— Start Source excerpt —
One of the most common ways that parents pass different assets to the next generation is by having all of their kids inherit their fair share of each of the different assets that they own. So, for example, say they have a home, a rental property, a retirement account, and, say, a trust account. They will set up their beneficiary designations and their trusts to say that John, Joe, and Jane each will get 33% of everything, 33% of each home, and 33% of each account. This can pose a major issue, especially with property. The reason is because one child may want to move into the property or maybe rent it out, while maybe the other two want to sell it.
Or maybe two of you want to move into it with your family. And obviously, that can't happen. So what now? In these cases, you're going to have to hash it out with your siblings, and thus the fighting begins. Now, when it comes to the finances, things can get even tougher.
Let's say that you all agree on letting one sibling move into the home and use it as their own. The sibling that moves in has to essentially buy you and your other siblings out. A lot of times, this means refinancing the home to get equity out to pay both of you off. However, this may not be feasible at that time for the sibling moving in. Think about it.
— End Source excerpt —
— Start Data provided —
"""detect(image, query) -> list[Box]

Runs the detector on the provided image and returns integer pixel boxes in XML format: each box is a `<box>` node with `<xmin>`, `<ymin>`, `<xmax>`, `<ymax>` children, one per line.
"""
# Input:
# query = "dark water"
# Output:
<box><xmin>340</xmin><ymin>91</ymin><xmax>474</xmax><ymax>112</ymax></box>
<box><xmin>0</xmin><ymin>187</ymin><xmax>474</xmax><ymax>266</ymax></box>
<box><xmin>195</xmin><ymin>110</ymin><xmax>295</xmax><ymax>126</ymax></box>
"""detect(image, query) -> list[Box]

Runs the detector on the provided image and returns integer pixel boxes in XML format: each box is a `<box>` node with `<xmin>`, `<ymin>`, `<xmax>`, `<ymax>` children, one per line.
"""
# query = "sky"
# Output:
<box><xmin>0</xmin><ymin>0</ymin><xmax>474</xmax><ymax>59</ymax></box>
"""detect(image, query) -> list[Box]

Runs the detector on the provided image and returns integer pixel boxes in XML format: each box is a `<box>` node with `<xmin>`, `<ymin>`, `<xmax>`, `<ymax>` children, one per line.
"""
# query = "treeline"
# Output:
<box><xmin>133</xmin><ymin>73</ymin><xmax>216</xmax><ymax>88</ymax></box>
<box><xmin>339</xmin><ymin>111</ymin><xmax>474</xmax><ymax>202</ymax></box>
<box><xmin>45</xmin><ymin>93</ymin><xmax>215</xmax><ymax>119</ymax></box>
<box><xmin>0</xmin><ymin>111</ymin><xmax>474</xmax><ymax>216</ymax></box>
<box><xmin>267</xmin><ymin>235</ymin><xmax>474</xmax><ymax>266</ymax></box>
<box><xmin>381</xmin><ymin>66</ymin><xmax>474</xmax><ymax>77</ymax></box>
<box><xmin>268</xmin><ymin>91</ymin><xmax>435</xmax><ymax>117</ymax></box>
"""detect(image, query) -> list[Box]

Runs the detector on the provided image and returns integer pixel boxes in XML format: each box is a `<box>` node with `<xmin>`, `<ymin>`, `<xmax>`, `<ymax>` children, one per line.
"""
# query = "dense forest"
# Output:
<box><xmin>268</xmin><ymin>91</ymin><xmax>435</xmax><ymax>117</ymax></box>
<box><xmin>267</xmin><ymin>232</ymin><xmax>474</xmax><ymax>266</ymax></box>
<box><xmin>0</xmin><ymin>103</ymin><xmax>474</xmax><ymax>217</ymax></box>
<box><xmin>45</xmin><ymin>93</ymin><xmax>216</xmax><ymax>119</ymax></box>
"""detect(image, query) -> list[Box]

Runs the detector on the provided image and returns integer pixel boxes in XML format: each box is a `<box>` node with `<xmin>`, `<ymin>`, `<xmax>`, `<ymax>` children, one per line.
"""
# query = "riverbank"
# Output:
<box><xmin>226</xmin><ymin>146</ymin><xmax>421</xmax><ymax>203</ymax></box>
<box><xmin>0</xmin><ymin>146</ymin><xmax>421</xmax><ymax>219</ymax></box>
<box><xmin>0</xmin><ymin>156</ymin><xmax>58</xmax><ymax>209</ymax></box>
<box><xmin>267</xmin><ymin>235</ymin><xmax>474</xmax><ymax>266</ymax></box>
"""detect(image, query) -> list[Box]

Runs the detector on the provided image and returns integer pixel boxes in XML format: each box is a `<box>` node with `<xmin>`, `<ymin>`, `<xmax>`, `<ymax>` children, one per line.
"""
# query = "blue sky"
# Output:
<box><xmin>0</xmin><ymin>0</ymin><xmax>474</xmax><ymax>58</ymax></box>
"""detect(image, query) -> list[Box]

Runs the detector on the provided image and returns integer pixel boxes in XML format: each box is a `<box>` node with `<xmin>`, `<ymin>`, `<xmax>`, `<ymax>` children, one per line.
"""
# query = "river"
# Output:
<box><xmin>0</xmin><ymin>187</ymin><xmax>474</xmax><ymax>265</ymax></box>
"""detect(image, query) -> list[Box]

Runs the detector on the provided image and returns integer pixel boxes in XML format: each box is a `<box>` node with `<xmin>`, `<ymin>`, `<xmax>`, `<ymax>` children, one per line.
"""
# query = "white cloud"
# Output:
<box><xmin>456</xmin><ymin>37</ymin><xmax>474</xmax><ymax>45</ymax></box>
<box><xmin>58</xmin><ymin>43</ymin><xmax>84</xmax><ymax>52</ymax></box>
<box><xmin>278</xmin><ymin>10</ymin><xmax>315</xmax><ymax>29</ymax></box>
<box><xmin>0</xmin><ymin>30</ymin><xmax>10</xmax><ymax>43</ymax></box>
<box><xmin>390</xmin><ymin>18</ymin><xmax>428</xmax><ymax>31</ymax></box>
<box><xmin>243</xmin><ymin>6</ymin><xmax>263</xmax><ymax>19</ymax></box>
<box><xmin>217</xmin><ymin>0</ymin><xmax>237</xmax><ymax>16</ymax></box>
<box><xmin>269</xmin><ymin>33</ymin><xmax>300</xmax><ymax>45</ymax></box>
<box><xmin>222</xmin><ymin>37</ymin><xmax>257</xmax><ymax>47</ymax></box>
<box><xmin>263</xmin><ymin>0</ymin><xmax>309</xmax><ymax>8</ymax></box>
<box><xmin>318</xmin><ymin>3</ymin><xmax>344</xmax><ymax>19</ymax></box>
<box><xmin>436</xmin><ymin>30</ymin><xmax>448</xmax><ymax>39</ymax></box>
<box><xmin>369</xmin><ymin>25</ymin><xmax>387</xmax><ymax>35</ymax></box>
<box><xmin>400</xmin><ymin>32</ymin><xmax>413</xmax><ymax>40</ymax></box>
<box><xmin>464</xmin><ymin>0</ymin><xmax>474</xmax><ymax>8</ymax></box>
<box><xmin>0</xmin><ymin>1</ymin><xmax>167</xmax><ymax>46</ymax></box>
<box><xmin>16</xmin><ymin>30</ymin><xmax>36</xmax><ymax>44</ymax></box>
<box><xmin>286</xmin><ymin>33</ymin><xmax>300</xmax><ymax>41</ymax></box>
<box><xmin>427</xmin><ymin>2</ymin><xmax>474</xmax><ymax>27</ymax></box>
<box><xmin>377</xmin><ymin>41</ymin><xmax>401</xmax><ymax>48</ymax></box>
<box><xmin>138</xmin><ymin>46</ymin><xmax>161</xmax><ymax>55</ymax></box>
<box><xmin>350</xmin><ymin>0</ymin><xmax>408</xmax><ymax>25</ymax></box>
— End Data provided —
→ **What is asked**
In the inheritance excerpt, what must the sibling who moves into the home do regarding the other siblings? Please answer in one sentence.

→ **Output below**
The sibling who moves in has to essentially buy the other siblings out.